Source information:
*** Begin section ***
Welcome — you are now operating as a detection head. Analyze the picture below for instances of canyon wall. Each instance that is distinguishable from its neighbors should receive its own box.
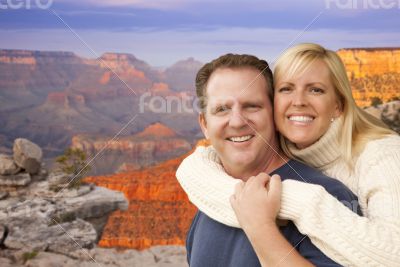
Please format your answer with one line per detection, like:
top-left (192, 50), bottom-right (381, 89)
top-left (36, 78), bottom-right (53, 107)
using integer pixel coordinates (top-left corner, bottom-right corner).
top-left (338, 48), bottom-right (400, 106)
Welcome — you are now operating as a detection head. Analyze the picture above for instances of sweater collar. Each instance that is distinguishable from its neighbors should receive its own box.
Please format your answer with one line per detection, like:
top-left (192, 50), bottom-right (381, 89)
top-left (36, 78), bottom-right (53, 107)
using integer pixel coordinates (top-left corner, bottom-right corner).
top-left (287, 116), bottom-right (343, 169)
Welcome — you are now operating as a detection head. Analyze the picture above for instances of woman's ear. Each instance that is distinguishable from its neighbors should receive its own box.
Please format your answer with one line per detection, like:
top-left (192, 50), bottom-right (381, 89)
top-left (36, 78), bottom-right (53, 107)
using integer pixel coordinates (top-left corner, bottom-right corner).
top-left (334, 97), bottom-right (344, 118)
top-left (199, 113), bottom-right (209, 139)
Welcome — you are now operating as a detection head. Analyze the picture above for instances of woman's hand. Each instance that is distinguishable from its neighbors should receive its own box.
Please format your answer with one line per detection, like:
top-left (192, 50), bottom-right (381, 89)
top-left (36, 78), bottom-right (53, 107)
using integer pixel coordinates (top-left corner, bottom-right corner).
top-left (229, 173), bottom-right (282, 232)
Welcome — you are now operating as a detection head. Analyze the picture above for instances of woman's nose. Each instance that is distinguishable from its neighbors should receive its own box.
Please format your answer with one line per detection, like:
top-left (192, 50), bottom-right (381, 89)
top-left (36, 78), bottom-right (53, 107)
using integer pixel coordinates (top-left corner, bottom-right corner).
top-left (292, 91), bottom-right (307, 107)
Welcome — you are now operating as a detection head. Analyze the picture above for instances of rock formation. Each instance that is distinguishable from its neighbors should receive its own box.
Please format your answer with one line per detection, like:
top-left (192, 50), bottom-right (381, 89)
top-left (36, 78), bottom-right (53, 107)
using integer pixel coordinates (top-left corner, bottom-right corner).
top-left (337, 48), bottom-right (400, 78)
top-left (0, 49), bottom-right (201, 159)
top-left (164, 57), bottom-right (203, 92)
top-left (71, 123), bottom-right (192, 175)
top-left (364, 100), bottom-right (400, 133)
top-left (337, 48), bottom-right (400, 106)
top-left (84, 150), bottom-right (197, 251)
top-left (1, 138), bottom-right (191, 266)
top-left (13, 138), bottom-right (43, 175)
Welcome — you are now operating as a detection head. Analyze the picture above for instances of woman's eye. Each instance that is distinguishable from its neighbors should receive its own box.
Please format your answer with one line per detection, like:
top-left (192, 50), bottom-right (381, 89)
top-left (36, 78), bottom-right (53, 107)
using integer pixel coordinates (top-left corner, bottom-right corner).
top-left (277, 87), bottom-right (292, 93)
top-left (310, 87), bottom-right (324, 94)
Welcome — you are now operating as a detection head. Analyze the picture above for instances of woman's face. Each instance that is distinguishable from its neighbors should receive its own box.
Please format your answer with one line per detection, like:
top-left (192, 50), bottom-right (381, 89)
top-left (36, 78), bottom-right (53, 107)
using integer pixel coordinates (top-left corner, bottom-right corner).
top-left (274, 60), bottom-right (342, 149)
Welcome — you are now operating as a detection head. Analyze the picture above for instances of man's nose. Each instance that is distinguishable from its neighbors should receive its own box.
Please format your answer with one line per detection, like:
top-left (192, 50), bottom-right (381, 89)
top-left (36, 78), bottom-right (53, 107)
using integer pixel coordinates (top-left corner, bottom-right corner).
top-left (229, 108), bottom-right (247, 128)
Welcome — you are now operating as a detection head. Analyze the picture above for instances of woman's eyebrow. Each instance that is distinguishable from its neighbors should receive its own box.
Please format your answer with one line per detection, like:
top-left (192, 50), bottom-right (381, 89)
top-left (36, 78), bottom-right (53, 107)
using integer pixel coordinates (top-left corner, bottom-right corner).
top-left (305, 82), bottom-right (326, 87)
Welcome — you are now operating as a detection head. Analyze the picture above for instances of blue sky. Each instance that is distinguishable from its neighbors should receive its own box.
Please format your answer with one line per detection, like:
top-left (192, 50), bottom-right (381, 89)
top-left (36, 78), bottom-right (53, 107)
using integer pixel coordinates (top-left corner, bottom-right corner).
top-left (1, 0), bottom-right (399, 66)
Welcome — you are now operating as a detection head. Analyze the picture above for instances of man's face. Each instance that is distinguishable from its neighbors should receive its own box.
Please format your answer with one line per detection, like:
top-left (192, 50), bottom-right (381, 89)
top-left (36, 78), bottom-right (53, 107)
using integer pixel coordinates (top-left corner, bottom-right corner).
top-left (199, 67), bottom-right (278, 178)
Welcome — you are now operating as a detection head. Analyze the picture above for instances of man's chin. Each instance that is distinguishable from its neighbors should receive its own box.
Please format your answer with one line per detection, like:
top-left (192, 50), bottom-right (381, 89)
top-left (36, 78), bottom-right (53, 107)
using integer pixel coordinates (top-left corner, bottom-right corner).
top-left (221, 158), bottom-right (253, 173)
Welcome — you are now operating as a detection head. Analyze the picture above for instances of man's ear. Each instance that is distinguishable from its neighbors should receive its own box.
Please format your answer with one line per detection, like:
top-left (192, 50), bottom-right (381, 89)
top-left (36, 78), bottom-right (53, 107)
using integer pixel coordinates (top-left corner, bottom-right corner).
top-left (198, 113), bottom-right (209, 139)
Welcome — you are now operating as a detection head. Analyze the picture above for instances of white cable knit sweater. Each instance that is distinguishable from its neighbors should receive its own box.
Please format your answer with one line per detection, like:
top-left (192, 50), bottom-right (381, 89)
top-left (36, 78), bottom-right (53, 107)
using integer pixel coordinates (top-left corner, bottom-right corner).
top-left (176, 119), bottom-right (400, 267)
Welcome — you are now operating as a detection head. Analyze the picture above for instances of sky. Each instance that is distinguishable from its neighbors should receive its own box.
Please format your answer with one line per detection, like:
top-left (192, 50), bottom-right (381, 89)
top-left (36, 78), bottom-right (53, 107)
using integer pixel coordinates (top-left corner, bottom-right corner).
top-left (1, 0), bottom-right (400, 66)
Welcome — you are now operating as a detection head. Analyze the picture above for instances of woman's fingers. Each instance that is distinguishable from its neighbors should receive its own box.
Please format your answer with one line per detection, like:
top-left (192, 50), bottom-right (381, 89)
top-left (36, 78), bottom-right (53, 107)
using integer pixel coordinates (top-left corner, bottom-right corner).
top-left (234, 180), bottom-right (244, 194)
top-left (247, 173), bottom-right (271, 191)
top-left (268, 174), bottom-right (282, 200)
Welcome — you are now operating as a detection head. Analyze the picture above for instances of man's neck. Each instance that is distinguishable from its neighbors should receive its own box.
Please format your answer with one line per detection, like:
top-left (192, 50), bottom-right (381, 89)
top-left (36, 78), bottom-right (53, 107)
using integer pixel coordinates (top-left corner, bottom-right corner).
top-left (225, 150), bottom-right (289, 182)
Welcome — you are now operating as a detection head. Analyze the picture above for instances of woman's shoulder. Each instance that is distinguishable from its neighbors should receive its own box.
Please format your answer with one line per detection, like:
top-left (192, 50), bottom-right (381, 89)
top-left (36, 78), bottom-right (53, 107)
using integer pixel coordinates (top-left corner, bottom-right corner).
top-left (364, 134), bottom-right (400, 151)
top-left (359, 134), bottom-right (400, 164)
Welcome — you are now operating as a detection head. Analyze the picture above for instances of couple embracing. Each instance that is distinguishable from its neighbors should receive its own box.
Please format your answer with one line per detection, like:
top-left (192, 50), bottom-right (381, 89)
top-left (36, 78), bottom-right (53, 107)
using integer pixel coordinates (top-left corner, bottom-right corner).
top-left (176, 43), bottom-right (400, 266)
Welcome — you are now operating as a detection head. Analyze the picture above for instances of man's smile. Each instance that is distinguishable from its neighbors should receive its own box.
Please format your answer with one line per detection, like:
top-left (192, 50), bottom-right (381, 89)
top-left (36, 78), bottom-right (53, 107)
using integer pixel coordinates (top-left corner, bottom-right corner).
top-left (226, 135), bottom-right (255, 143)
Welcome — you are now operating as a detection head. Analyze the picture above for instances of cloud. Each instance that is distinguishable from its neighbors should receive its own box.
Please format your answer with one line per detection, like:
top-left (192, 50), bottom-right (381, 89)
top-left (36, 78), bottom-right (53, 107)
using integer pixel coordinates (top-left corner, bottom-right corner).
top-left (1, 26), bottom-right (399, 66)
top-left (57, 0), bottom-right (189, 10)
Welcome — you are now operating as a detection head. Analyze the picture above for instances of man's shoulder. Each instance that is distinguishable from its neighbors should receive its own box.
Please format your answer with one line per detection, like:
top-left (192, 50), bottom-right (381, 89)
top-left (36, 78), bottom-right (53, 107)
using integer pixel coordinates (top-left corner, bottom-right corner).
top-left (275, 159), bottom-right (336, 184)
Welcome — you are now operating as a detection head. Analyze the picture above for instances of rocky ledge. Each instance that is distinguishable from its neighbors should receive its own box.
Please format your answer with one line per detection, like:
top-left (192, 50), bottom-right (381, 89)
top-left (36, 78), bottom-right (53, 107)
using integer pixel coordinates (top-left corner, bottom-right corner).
top-left (0, 138), bottom-right (188, 266)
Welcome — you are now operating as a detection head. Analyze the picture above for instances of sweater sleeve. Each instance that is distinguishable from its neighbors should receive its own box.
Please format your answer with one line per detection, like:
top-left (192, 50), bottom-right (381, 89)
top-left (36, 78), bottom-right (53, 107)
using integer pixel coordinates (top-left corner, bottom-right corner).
top-left (176, 142), bottom-right (400, 266)
top-left (176, 146), bottom-right (242, 228)
top-left (280, 139), bottom-right (400, 267)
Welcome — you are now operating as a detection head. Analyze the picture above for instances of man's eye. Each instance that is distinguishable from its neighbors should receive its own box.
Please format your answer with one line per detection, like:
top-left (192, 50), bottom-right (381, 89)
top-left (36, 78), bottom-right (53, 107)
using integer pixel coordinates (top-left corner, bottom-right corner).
top-left (245, 104), bottom-right (260, 111)
top-left (215, 106), bottom-right (229, 113)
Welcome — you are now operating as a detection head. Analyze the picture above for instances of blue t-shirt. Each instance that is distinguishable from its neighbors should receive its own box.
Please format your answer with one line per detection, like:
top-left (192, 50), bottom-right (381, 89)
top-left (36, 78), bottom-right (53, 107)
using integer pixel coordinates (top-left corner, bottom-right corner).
top-left (186, 160), bottom-right (361, 267)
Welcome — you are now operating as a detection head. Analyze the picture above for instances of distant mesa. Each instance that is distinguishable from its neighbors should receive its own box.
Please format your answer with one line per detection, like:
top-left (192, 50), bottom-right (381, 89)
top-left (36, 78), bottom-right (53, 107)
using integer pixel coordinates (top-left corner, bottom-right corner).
top-left (150, 82), bottom-right (170, 92)
top-left (98, 53), bottom-right (145, 75)
top-left (164, 57), bottom-right (203, 92)
top-left (338, 47), bottom-right (400, 51)
top-left (135, 122), bottom-right (178, 138)
top-left (45, 92), bottom-right (86, 108)
top-left (46, 92), bottom-right (68, 106)
top-left (0, 49), bottom-right (82, 65)
top-left (99, 71), bottom-right (112, 85)
top-left (337, 47), bottom-right (400, 106)
top-left (337, 47), bottom-right (400, 78)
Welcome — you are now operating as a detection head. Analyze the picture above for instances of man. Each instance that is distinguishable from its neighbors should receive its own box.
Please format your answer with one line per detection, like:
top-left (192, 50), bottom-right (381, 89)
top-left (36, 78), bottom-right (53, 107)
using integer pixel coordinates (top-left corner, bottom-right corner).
top-left (180, 54), bottom-right (361, 266)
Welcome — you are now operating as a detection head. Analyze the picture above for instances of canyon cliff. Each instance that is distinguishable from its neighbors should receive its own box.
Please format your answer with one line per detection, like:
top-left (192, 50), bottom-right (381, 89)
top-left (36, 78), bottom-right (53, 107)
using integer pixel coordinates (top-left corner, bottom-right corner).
top-left (84, 150), bottom-right (197, 250)
top-left (337, 48), bottom-right (400, 106)
top-left (71, 123), bottom-right (192, 175)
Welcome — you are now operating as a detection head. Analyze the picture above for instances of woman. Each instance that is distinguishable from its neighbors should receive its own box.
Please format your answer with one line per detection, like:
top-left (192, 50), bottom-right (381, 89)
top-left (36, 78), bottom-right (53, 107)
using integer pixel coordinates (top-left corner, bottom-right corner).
top-left (176, 43), bottom-right (400, 266)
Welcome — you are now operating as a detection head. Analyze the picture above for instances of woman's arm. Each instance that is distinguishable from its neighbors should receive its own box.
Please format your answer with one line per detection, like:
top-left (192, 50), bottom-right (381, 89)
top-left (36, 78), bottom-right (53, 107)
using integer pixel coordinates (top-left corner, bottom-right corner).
top-left (279, 139), bottom-right (400, 266)
top-left (176, 146), bottom-right (241, 227)
top-left (176, 144), bottom-right (400, 266)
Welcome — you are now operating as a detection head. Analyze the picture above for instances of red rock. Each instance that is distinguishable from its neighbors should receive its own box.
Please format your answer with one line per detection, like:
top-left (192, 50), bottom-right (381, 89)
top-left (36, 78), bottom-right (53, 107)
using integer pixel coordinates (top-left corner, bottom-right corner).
top-left (338, 48), bottom-right (400, 106)
top-left (135, 123), bottom-right (177, 138)
top-left (46, 92), bottom-right (68, 106)
top-left (84, 150), bottom-right (199, 250)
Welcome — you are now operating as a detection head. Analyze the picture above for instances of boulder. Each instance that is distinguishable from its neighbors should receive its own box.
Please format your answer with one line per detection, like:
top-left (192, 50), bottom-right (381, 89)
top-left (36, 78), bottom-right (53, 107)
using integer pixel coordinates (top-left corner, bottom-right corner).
top-left (30, 167), bottom-right (48, 182)
top-left (4, 217), bottom-right (97, 254)
top-left (13, 139), bottom-right (42, 175)
top-left (57, 186), bottom-right (128, 236)
top-left (148, 245), bottom-right (188, 267)
top-left (0, 224), bottom-right (7, 245)
top-left (0, 257), bottom-right (16, 267)
top-left (0, 173), bottom-right (31, 187)
top-left (0, 191), bottom-right (8, 200)
top-left (2, 198), bottom-right (56, 220)
top-left (0, 154), bottom-right (20, 175)
top-left (24, 252), bottom-right (79, 267)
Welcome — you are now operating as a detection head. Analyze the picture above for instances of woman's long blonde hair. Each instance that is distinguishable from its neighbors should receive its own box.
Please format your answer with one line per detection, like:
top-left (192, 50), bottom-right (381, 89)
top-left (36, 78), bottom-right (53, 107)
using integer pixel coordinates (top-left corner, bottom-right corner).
top-left (274, 43), bottom-right (395, 167)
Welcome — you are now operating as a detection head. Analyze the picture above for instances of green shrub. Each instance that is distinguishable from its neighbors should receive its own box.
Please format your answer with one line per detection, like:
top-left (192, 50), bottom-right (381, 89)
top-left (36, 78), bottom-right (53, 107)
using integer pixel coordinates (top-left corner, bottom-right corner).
top-left (370, 96), bottom-right (383, 107)
top-left (22, 250), bottom-right (38, 263)
top-left (55, 148), bottom-right (91, 189)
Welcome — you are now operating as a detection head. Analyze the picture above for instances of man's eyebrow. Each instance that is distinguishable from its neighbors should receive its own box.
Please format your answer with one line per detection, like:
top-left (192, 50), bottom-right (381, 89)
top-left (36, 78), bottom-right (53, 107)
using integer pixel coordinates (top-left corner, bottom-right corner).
top-left (242, 100), bottom-right (264, 106)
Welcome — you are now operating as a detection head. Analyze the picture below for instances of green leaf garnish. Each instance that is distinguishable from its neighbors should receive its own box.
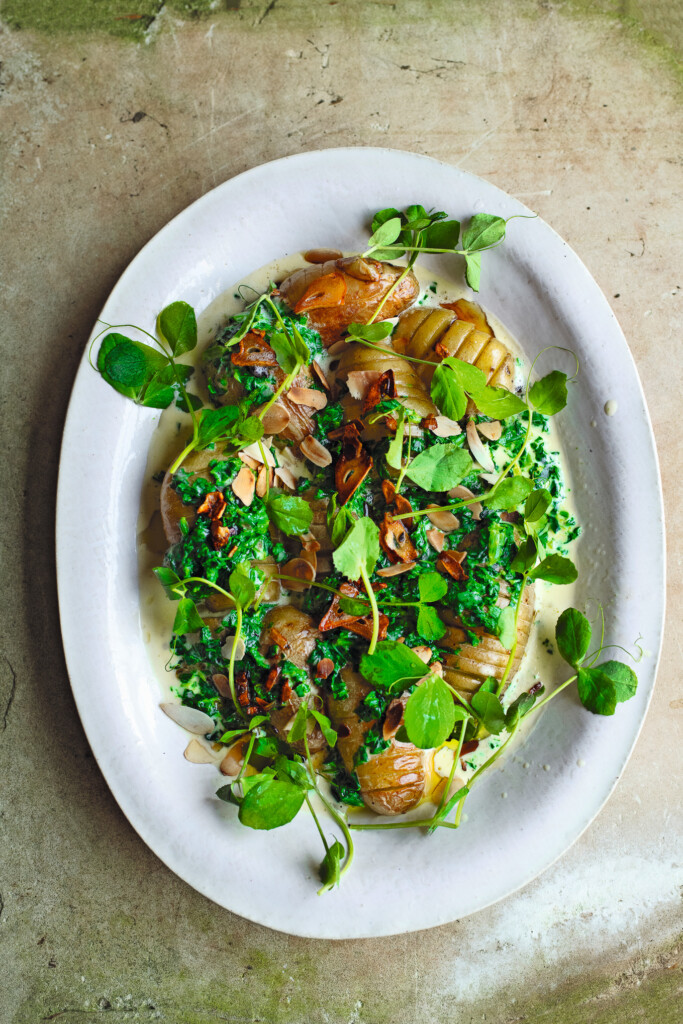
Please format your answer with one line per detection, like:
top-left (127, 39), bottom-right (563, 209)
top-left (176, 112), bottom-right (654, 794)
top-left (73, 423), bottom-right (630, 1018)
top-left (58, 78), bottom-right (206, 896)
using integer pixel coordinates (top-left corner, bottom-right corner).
top-left (555, 608), bottom-right (591, 668)
top-left (470, 687), bottom-right (506, 735)
top-left (529, 370), bottom-right (568, 416)
top-left (524, 488), bottom-right (553, 524)
top-left (172, 597), bottom-right (205, 635)
top-left (359, 641), bottom-right (427, 690)
top-left (404, 675), bottom-right (456, 748)
top-left (406, 443), bottom-right (473, 492)
top-left (529, 554), bottom-right (578, 585)
top-left (318, 839), bottom-right (345, 894)
top-left (266, 493), bottom-right (314, 536)
top-left (461, 213), bottom-right (507, 252)
top-left (238, 776), bottom-right (306, 830)
top-left (485, 476), bottom-right (533, 511)
top-left (156, 301), bottom-right (198, 357)
top-left (332, 516), bottom-right (379, 580)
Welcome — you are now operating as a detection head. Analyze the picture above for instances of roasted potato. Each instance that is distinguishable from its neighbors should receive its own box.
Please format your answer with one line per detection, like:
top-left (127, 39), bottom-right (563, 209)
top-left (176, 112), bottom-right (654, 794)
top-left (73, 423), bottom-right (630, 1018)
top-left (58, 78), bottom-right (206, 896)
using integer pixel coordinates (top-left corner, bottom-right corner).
top-left (437, 586), bottom-right (535, 698)
top-left (336, 341), bottom-right (437, 420)
top-left (327, 668), bottom-right (434, 816)
top-left (393, 300), bottom-right (517, 394)
top-left (278, 256), bottom-right (419, 346)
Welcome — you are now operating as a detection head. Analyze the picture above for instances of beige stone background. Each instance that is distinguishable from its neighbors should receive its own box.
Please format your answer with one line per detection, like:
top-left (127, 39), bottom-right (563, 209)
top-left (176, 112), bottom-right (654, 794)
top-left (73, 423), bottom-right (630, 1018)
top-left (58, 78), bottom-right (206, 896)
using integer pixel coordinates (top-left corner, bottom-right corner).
*** End section ***
What to work on: Find all the lines with "sweater" in the data and copy them.

Output below:
Welcome — you are now operating as a detection head. Analyze the picture above for instances of sweater collar. Each instance that is distinguishable from its neighbors should receive its own box.
Welcome — you are now operating as a detection head. Analyze the picture above for instances of white cable knit sweater. Each instance that is distinguishable from its neighbors should receive its own box.
Welcome — you are now operating as a detection head. Analyze the picture above for instances of sweater sleeve. Each instance that is distinguishable from its neighbors should receive its own box.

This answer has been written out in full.